*TASK DETAILS:*
Every line below should be repeated exactly.

===============

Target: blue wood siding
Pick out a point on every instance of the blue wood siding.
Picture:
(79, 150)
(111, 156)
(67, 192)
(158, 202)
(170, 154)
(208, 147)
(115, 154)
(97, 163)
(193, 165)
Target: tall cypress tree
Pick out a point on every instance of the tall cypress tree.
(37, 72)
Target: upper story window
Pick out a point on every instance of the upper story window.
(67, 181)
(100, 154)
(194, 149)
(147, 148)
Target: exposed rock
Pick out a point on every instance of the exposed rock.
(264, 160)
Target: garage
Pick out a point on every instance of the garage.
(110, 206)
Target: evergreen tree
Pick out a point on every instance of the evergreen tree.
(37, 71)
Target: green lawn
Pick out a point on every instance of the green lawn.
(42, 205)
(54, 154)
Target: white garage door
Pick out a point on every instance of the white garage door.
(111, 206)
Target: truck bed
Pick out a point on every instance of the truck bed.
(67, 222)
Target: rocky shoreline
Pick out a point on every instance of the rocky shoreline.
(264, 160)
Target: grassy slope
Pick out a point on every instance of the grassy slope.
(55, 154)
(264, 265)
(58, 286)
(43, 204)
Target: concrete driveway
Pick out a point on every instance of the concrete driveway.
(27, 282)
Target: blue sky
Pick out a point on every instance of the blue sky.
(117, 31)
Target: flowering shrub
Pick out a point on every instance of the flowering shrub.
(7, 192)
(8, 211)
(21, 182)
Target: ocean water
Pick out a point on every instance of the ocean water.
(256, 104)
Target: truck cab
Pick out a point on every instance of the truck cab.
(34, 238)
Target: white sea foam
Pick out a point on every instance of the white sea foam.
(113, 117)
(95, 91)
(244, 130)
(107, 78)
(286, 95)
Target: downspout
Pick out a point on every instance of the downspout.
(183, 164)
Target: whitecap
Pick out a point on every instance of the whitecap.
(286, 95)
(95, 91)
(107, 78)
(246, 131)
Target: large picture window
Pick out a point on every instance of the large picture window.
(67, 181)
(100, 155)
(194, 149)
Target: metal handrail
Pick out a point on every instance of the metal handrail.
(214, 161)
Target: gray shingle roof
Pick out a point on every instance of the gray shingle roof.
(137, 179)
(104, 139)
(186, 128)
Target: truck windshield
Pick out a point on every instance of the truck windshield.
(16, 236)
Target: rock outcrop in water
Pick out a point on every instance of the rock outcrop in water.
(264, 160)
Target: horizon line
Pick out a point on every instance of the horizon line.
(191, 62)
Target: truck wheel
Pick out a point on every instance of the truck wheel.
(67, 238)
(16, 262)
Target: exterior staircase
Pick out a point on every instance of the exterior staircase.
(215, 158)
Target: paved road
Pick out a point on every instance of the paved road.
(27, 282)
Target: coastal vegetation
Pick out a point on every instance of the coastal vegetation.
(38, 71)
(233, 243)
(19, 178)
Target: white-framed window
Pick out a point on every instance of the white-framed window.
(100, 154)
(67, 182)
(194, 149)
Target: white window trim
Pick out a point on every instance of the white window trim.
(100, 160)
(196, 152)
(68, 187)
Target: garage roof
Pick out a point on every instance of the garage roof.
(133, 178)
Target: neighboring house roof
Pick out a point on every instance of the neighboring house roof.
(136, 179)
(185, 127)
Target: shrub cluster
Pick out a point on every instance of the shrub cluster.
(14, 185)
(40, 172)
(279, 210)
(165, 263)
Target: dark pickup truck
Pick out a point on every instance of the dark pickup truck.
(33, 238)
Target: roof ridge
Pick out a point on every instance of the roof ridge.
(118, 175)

===============

*SOLUTION FOR THIS PROBLEM:*
Target: blue wood siding
Pick out a point on every instance of the blue wood siding.
Picture:
(79, 150)
(111, 156)
(67, 192)
(158, 202)
(170, 154)
(208, 147)
(115, 154)
(97, 163)
(193, 165)
Target: tall cypress tree
Pick out a point on every instance of the tall cypress tree.
(37, 72)
Target: upper story window
Pick out a point on every instance of the upper story window.
(67, 181)
(100, 154)
(194, 149)
(147, 148)
Target: exposed rock
Pick out a point on every instance of the exposed rock.
(264, 160)
Target: garage
Pick out a point on every instance of the garage.
(110, 206)
Target: evergreen tree
Pick out a point on every instance of the evergreen tree.
(37, 71)
Target: green lawn
Pick out a point on every instance of the green lawn.
(42, 205)
(54, 154)
Target: white garage door
Pick out a point on every instance of the white garage door.
(111, 206)
Target: truck bed
Pick out a point on every instance of the truck bed.
(67, 222)
Target: rocky shoreline
Pick out a point on every instance of the rocky shoreline.
(264, 160)
Target: grassy slope
Pick out a point on every instance of the grassy slope.
(55, 154)
(264, 265)
(58, 286)
(43, 204)
Target: concrete driveway
Pick out a point on every instance of the concrete driveway.
(27, 282)
Target: blue sky
Pick out a point on every instance of the blue sky.
(117, 31)
Target: flowering shrub
Pick out a point on every instance of the flowering shrub.
(7, 192)
(8, 211)
(21, 182)
Target: ocean water
Pick out a point on every instance of the ocean water.
(256, 104)
Target: truck cab
Pick out a point on every instance of the truck cab.
(34, 238)
Target: white sea foam
Pick out a point on every instance of the white sea foam.
(113, 117)
(95, 91)
(244, 130)
(107, 78)
(286, 95)
Target: downspout
Pick out a point on every instance of the downspout.
(183, 164)
Target: whitecap
Pick out a point on every instance of the whitecap.
(286, 95)
(95, 91)
(107, 78)
(246, 131)
Target: large picture window
Pick out a point on every instance of the large picture window.
(67, 181)
(100, 155)
(194, 149)
Target: metal handrail
Pick out a point on every instance of the metal handrail.
(214, 161)
Target: gray shingle roof
Pick out a point on every instance of the gray shingle roof.
(137, 179)
(104, 139)
(186, 128)
Target: truck windshield
Pick out a point on every instance of the truck windshield.
(16, 236)
Target: rock outcrop in water
Pick out a point on every instance of the rock outcrop in water.
(264, 160)
Target: horizon line
Pick out a point on every instance of the horizon line.
(191, 62)
Target: truck wheel
Pick out a point on every instance of the truck wheel.
(67, 238)
(16, 262)
Target: exterior staircase
Pick out a point on every instance of the exterior staircase.
(215, 158)
Target: paved road
Pick out a point on every instance of the paved road.
(27, 282)
Target: coastal vegetation
Pick out a point on every instance of the coastal vegetation.
(38, 71)
(233, 243)
(19, 178)
Target: white-framed window
Pick out a point on every instance of the white-framed window.
(100, 154)
(67, 182)
(194, 149)
Target: white window trim
Pick out a point on every instance of the white window trim.
(100, 160)
(196, 152)
(68, 187)
Target: garage roof
Pick out a point on every instance of the garage roof.
(133, 178)
Target: neighboring house roof
Pick out a point on every instance of the neighboring house roof.
(136, 179)
(185, 127)
Target: shrub cluster
Pick out a point on every instance of the shrub cluster.
(14, 185)
(40, 172)
(279, 210)
(165, 263)
Target: dark pickup truck
Pick out a point on every instance of the dark pickup truck.
(33, 238)
Target: roof ridge
Pick out a point on every instance of the roof ridge.
(118, 175)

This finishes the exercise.